Challenge
List every person named in the email about satellite links below.

[e2e] Satellite Date Rates

David P. Reed dpreed at reed.com
Fri Nov 26 09:28:44 PST 2004


This just triggered a thought on my part that might be worth following 
up.   Why not use erasure-coding (tornado code or digital fountain) as 
the basis of recovery for lost packets on such long-delay links?

This wouldn't reduce the latency for any individual lost packet, of 
course, but would allow "optimistic retransmission" (i.e. graceful 
blending with an FEC strategy, if the "retransmission" is done before 
the packet loss is known).

If no one has invented this yet, please note that this email is prior 
art, and blocks any attempt to patent the idea.

Arjuna Sathiaseelan wrote:

>Dear Lloyd,
>  Thanks for your explainations. I am writing down the details provided by
>Sally Floyd's RR-TCP:Reordering Robust TCP paper:
>
>Satellite links have very long RTTs, typically on the order of several
>hundred milliseconds. To keep the pipe full,link-layer retransmission
>protocols for such links must continue sending subsequent packets while
>awaiting for an ACK or NAK for a previously sent packet. Here, a
>link-layer retransmission is reordered by however many packets were sent
>between the original transmission of that packet and the return of the ACK
>or NAK.

Entries shown
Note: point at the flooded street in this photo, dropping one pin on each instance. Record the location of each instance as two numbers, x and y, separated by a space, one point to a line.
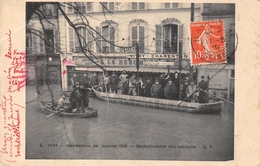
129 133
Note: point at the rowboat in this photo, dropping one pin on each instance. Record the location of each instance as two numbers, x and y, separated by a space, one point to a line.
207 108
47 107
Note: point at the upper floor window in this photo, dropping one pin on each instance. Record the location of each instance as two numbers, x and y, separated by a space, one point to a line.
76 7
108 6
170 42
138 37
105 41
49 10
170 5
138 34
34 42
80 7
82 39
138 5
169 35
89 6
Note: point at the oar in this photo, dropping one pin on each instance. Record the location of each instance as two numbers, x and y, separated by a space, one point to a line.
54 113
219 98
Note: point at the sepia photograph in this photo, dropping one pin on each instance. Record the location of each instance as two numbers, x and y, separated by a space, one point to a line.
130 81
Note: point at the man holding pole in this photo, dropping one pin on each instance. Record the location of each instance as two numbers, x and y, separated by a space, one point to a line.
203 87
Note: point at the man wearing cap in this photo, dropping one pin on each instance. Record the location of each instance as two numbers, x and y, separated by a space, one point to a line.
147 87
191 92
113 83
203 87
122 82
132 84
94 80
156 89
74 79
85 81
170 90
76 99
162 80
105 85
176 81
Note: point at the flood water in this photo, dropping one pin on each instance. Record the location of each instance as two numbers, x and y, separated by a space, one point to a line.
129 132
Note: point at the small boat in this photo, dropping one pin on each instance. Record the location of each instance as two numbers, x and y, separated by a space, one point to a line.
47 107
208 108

* * *

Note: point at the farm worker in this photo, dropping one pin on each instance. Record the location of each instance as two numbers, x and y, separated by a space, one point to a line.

Exercise solution
David P. Reed, Arjuna Sathiaseelan, Lloyd, Sally Floyd